## GIVEN TEXT
--*--
What are we to make of this strange behavior on the part of three members of a dysfunctional family: Isaac, Rebekah, Esau and Jacob? Esau is perhaps the least problematic, since no one is tempted to make a hero of him, although he does seem to have been victimized. His main fault is that he saw no value in the birthright that he sold to his brother, and therefore portrays the attitude typical of unbelievers in the gospel today: perhaps a fairly decent person, but with no belief in or interest in God. But the others (Isaac, Rebekah, Jacob) will continue to be regarded as founders of God's people Israel. How should we evaluate their behavior here? Is it something to be emulated?

A statement typical of one side of the debate—blaming Rebekah and Jacob, and exonerating Isaac—is the following:

What Jacob did in deceiving his father and thereby cheating Esau out of Isaac’s deathbed blessing is condemned as blameworthy, … indirectly, by the … narrator of the present story, who makes the reader sympathize with Esau as the innocent victim of a cruel plot, and shows that Jacob and his mother, the instigator of the plot, paid for it by a lifelong separation from each other. The story was told because it was part of the mystery of God’s ways in salvation history — his use of weak, sinful people to achieve his own ultimate purpose.

Those who take the opposite view assume that Rebekah had told Isaac of what the Lord had said to her about the two babies in her womb, and despite this, Isaac was trying to outwit God by secretly blessing Esau. Of course, there is no explicit evidence for this assumption in the text. Yet, admittedly both interpretations are possible. But either way, very few of the characters in the story come off looking completely honest. 

Without assigning total blame on either side, it is possible to appreciate the consummate literary art of the passage and to see how it adumbrates events in Jacob's and Israel's future. Another author has written:

The chapter, a literary masterpiece, is the third and climactic wresting away of the blessing of Esau. Rebekah manages the entire affair, using perhaps her privileged information about Jacob’s status (25:23); Jacob’s only qualm is that, if his father discovers the ruse, he will receive a curse instead of a blessing (vv. 11-12). Isaac is passive (passivity, see p.  ? ) as he was in chaps. 22 and 24. The deception is effected through clothing (Jacob wears Esau’s clothing), which points ahead to a similar deception of a patriarch [this time Jacob himself deceived by his 11 sons] by means of clothing in the Joseph story (37:21-33). Such recurrent acts and scenes let the reader know a [single, relentless] divine purpose is moving the story forward even though the human characters are unaware of it.
--*--
## MATERIAL
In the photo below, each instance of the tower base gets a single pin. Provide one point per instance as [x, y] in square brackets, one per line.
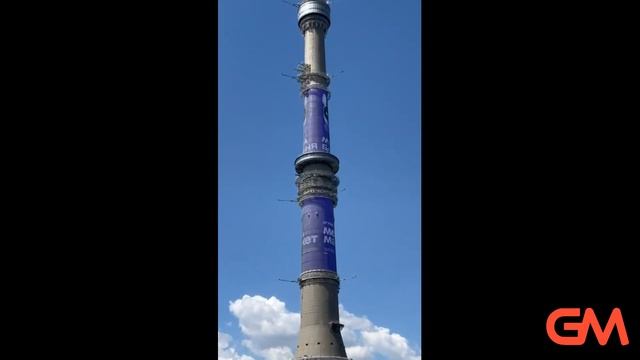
--*--
## GIVEN REQUEST 1
In the commentary on Jacob and Esau, what is described as Esau's main fault?
## GIVEN REQUEST 2
Please carry on the commentary on Jacob and Esau, picking up after its last sentence.
The data aren't needed for this.

## EXERCISE OUTPUT 1
He saw no value in the birthright that he sold to his brother.

## EXERCISE OUTPUT 2
27:1-4

When Isaac was old and his eyes were dim so that he could not see, he called his elder son Esau and said to him, “My son”; and he answered, “Here I am.”  2 He said, “See, I am old; I do not know the day of my death.  3 Now then, take your weapons, your quiver and your bow, and go out to the field, and hunt game for me.  4 Then prepare for me savory food, such as I like, and bring it to me to eat, so that I may bless you before I die.”

At the outset of the story we are informed that Isaac's has become blind. The ancient rabbis came up with all kinds of imaginative explanations for this blindness: When Isaac was bound on the altar, and his father was about to slaughter him (Gen 22), the heavens opened, and the ministering angels saw and wept, and their tears fell upon Isaac’s eyes. As a result, his eyes became dim (Gen. Rabbah 65:6), or the idolatrous wives [p.  ? ] of Esau were making so many sacrifices of animals and incense to their gods that the smoke caused his blindness. On the literary level, his blindness must be mentioned at the outset so that Rebekah's plan makes sense. But behind that, on the level of the actual event itself, Isaac's blindness explains why he chose this time to give the 'final' blessing on his son before he died (v. 2). He saw his blindness as a precursor of his death. He might die at any time, without fulfilling all that was required for the "passing of the torch" to the next generation. Jacob himself would be blind in his final years, when he gave his final blessings to his twelve sons (Gen 48–49). 

Isaac's concern to finish preparations for his death parallels Abraham's concern in Gen 23 to provide a family tomb in Hebron for Sarah and eventually himself, and in Gen 24 to secure a bride for his son Isaac, who would be his primary heir. It also suggests that Isaac here regards Esau (not Jacob) as his primary heir. It is possible that at this point Esau has not yet married local girls and embittered his father (26:34–35). We are not told that Rebekah had divulged to him the content of the revelation she received from God (Gen 25:22-23) about that "the older shall serve the younger" (וְרַ֖ב יַעֲבֹ֥ד צָעִֽיר) nor that Jacob had informed him of Esau's oath conveying to him his birthright (Gen 25:27-34), which he finally divulges in angry tears after he discovers that Jacob also has received the blessing. Readers are aware of these events, but the character Isaac may not have been. His possible ignorance of these two matters allows us not to see him as deliberately opposing God's will for Jacob. He can be regarded as doing what in his ignorance he thought was his duty.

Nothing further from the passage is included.